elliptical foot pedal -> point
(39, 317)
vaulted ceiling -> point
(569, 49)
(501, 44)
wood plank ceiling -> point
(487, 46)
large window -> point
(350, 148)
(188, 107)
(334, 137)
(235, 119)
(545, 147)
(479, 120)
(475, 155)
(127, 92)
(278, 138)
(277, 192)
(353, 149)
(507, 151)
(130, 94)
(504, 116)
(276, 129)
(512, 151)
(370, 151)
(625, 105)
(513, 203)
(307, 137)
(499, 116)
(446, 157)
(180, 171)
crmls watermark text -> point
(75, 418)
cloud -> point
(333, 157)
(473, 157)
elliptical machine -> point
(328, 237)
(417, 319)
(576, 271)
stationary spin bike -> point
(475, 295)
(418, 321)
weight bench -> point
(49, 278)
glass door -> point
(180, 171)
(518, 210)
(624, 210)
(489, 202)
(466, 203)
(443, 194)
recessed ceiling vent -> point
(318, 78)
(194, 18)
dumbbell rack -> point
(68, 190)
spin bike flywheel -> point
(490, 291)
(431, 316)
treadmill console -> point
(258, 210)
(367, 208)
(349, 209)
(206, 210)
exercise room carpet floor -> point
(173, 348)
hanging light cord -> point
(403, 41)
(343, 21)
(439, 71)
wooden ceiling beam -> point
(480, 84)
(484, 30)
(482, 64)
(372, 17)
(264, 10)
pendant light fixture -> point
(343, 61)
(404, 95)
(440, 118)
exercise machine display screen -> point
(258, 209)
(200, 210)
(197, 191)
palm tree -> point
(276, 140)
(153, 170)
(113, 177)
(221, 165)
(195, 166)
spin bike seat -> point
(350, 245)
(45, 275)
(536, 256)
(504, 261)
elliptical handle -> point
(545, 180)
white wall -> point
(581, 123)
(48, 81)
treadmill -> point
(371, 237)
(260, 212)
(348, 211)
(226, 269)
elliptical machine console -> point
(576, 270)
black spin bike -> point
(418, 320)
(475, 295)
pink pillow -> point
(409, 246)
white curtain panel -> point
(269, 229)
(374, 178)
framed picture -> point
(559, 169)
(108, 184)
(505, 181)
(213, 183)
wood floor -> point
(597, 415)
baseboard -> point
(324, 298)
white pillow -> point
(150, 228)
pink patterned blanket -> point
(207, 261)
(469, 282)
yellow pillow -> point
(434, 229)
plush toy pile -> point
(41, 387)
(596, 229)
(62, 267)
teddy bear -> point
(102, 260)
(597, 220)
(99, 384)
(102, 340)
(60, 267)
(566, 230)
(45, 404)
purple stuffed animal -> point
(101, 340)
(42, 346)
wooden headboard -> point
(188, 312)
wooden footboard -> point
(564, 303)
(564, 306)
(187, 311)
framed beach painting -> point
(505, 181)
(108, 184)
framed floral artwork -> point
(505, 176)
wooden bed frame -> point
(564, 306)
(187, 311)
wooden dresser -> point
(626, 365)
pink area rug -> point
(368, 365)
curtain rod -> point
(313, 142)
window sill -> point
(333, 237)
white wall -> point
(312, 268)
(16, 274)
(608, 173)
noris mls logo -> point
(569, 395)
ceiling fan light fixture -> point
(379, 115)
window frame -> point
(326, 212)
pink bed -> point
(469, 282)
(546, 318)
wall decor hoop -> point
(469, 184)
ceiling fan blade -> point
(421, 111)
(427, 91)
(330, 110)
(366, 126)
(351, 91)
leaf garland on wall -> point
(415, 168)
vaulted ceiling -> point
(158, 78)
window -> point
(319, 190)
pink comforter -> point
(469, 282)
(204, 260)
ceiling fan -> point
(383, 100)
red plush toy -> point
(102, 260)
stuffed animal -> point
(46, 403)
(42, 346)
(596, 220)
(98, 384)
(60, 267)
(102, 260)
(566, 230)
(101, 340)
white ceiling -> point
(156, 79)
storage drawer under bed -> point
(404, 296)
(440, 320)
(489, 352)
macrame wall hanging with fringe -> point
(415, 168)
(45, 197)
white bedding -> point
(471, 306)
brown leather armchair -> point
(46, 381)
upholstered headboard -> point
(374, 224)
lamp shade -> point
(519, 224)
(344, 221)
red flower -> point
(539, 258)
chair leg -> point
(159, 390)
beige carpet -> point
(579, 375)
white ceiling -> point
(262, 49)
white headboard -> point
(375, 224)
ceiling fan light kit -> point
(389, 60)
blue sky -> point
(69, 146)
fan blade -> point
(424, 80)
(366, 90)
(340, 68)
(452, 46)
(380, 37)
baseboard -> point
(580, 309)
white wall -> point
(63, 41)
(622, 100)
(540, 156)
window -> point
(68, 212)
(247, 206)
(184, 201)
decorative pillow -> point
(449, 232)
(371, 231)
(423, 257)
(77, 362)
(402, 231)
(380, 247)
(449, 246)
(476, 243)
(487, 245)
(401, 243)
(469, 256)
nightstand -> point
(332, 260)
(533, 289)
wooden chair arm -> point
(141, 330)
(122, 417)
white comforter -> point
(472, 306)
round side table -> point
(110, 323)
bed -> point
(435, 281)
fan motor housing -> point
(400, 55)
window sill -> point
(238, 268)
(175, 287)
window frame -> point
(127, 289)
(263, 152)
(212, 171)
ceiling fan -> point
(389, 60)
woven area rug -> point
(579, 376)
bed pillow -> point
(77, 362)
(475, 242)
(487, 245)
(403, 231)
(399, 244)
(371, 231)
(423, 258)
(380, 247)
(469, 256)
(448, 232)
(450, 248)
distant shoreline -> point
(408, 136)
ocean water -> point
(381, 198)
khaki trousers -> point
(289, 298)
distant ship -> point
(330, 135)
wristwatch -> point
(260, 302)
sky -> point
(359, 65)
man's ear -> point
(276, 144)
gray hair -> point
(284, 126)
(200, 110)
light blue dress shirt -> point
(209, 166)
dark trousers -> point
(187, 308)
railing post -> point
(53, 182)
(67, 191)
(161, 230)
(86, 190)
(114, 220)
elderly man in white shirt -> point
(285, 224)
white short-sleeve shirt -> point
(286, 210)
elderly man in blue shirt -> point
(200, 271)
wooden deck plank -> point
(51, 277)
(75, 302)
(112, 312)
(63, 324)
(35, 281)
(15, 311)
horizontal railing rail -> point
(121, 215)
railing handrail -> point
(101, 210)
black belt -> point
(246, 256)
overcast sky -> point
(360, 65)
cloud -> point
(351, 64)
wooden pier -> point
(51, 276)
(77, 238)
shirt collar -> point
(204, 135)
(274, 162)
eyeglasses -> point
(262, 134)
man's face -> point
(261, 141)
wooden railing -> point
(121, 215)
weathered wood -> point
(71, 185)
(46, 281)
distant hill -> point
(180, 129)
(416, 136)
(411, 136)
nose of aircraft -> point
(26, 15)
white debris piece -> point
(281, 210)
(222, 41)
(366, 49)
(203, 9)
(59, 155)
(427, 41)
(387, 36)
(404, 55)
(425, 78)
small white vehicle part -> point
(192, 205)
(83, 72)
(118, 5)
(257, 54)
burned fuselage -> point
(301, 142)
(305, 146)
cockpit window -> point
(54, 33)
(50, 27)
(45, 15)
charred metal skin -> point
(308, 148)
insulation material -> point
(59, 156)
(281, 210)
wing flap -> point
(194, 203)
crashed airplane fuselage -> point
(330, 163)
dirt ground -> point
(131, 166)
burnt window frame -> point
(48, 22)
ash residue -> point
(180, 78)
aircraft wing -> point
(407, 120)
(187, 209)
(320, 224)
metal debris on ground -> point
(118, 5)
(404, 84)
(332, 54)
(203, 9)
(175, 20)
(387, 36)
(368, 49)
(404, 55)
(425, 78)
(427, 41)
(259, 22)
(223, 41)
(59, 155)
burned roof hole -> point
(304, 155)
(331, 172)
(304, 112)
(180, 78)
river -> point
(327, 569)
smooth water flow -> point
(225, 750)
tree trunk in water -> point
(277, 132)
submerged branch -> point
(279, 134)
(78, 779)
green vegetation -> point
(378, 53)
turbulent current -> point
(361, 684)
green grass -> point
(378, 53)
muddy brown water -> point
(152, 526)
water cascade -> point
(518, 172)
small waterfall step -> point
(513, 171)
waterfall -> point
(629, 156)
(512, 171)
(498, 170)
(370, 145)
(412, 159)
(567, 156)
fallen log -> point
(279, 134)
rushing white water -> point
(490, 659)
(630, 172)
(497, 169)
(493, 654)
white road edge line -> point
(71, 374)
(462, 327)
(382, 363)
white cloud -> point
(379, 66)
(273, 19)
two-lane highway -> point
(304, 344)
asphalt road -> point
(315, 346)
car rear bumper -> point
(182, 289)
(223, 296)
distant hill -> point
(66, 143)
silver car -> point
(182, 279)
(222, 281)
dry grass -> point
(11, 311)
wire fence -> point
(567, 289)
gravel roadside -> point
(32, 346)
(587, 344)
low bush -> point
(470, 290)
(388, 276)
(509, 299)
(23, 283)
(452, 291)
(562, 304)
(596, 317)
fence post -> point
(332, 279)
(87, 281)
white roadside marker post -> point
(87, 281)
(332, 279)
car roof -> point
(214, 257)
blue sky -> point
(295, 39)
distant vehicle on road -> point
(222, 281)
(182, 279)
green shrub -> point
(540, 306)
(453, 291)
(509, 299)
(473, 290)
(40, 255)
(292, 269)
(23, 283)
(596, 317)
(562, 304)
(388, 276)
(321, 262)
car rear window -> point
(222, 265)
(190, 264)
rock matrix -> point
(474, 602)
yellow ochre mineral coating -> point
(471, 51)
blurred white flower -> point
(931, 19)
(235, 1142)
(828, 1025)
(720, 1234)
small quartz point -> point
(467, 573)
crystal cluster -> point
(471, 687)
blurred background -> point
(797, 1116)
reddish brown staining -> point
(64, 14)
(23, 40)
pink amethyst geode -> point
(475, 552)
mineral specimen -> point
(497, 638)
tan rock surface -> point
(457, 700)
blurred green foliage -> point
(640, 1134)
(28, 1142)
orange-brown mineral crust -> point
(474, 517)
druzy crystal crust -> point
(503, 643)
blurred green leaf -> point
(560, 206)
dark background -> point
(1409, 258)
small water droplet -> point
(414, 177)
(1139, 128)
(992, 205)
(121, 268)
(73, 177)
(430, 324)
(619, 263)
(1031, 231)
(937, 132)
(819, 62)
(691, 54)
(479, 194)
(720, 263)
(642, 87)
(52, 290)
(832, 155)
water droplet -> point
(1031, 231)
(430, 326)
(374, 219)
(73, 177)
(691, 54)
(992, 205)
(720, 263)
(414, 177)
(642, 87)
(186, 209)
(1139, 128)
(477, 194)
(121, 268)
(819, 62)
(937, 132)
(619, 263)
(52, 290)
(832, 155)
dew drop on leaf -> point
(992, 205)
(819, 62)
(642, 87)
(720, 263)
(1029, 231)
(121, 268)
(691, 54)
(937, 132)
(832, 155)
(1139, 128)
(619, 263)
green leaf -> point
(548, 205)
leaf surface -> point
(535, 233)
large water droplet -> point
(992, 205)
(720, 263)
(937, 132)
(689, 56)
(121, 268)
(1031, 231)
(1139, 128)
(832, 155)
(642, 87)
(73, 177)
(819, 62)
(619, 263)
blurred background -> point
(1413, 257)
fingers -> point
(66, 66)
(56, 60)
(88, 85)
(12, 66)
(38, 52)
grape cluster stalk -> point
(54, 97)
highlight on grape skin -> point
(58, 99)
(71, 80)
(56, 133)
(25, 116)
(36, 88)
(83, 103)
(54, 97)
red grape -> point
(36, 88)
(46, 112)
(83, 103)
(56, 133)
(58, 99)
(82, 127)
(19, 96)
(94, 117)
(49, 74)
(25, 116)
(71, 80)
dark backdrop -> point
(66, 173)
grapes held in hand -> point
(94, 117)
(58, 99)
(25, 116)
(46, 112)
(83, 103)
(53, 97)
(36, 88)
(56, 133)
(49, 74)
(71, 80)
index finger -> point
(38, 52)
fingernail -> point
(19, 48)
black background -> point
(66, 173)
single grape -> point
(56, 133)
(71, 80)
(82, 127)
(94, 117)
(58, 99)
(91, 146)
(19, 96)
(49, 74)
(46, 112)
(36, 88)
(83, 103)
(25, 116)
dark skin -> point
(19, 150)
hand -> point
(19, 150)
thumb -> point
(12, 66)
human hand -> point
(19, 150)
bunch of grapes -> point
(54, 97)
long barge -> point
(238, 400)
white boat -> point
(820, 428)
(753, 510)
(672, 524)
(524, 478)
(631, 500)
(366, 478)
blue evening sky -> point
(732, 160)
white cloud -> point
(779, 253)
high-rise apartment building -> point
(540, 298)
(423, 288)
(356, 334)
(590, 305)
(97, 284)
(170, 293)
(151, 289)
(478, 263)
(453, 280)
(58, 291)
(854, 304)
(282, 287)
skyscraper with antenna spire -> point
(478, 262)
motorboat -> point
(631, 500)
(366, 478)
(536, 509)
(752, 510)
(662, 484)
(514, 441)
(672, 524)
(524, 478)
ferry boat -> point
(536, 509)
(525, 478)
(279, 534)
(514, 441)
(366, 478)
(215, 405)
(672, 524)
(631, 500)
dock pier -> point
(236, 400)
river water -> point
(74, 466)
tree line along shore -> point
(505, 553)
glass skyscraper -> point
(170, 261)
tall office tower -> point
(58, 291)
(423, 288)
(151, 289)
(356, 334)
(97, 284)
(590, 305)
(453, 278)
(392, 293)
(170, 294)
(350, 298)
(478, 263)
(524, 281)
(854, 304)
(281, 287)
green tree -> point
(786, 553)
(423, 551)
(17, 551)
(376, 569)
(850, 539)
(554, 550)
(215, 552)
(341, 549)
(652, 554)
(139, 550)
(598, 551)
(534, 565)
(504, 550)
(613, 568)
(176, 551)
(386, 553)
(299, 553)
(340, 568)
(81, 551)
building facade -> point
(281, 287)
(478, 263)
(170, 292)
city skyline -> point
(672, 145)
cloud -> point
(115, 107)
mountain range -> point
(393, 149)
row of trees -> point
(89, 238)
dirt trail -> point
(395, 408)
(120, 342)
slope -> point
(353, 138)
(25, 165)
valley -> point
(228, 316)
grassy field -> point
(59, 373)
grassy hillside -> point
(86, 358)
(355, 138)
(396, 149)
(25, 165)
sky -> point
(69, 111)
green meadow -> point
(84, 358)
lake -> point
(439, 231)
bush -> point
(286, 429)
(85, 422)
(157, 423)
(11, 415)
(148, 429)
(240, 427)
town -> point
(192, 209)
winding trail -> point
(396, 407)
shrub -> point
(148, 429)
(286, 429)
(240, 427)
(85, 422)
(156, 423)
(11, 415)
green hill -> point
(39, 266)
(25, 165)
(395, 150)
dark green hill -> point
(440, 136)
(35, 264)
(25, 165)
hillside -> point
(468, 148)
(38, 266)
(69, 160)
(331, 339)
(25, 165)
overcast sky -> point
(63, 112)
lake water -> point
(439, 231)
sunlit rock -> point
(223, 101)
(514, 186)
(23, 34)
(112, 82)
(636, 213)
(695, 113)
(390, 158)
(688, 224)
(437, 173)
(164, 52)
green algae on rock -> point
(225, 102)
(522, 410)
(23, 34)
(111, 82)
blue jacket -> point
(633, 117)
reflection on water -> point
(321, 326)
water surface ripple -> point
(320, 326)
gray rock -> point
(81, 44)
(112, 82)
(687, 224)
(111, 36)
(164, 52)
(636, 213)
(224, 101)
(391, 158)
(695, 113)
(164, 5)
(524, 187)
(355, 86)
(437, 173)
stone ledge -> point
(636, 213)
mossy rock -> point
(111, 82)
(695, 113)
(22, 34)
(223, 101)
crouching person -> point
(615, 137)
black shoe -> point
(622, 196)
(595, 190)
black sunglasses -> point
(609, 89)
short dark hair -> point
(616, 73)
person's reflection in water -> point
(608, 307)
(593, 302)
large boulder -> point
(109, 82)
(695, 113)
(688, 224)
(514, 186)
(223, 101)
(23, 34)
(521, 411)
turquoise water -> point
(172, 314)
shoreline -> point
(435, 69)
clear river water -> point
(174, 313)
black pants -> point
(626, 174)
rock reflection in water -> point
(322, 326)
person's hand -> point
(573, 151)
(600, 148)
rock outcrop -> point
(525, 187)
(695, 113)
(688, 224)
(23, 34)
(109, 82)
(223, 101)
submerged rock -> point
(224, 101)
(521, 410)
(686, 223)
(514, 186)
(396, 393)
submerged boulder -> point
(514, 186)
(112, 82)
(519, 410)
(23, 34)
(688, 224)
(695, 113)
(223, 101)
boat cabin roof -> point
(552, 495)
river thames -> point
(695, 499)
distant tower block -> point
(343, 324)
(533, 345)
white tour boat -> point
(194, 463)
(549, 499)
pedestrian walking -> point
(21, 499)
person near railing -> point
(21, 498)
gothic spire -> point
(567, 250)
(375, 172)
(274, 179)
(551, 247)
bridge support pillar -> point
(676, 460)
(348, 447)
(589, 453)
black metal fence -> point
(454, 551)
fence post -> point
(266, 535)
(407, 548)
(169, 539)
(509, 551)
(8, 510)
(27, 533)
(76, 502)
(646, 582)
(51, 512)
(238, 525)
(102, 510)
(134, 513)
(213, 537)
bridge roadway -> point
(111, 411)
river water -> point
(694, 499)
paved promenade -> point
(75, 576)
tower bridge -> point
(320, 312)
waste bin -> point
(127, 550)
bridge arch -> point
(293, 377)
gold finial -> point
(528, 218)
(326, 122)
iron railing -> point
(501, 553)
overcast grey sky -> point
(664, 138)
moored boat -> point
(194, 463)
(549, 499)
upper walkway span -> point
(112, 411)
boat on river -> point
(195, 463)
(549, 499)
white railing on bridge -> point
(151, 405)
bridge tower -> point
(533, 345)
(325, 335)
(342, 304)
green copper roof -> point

************

■ Exercise description
Repeat word for word every line from the one that holds "turquoise water -> point" to the end. Both ends count.

■ Complete output
turquoise water -> point
(172, 314)
shoreline -> point
(435, 69)
clear river water -> point
(174, 313)
black pants -> point
(626, 174)
rock reflection in water -> point
(322, 326)
person's hand -> point
(573, 151)
(600, 148)
rock outcrop -> point
(525, 187)
(695, 113)
(688, 224)
(23, 34)
(109, 82)
(223, 101)
submerged rock -> point
(224, 101)
(521, 410)
(686, 223)
(514, 186)
(396, 393)
submerged boulder -> point
(514, 186)
(112, 82)
(519, 410)
(23, 34)
(688, 224)
(695, 113)
(223, 101)
boat cabin roof -> point
(552, 495)
river thames -> point
(695, 499)
distant tower block -> point
(343, 324)
(533, 345)
white tour boat -> point
(194, 463)
(549, 499)
pedestrian walking -> point
(21, 499)
person near railing -> point
(21, 498)
gothic spire -> point
(567, 250)
(375, 172)
(274, 179)
(551, 247)
bridge support pillar -> point
(676, 460)
(348, 447)
(589, 453)
black metal fence -> point
(454, 551)
fence post -> point
(266, 535)
(407, 548)
(169, 539)
(509, 551)
(8, 510)
(27, 533)
(76, 502)
(646, 582)
(51, 512)
(238, 525)
(102, 510)
(134, 513)
(213, 537)
bridge roadway -> point
(111, 411)
river water -> point
(694, 499)
paved promenade -> point
(75, 576)
tower bridge -> point
(320, 312)
waste bin -> point
(127, 550)
bridge arch -> point
(293, 377)
gold finial -> point
(528, 218)
(326, 122)
iron railing -> point
(501, 553)
overcast grey sky -> point
(664, 138)
moored boat -> point
(194, 463)
(549, 499)
upper walkway span -> point
(112, 411)
boat on river -> point
(195, 463)
(549, 499)
white railing on bridge -> point
(151, 405)
bridge tower -> point
(533, 345)
(325, 335)
(342, 304)
green copper roof -> point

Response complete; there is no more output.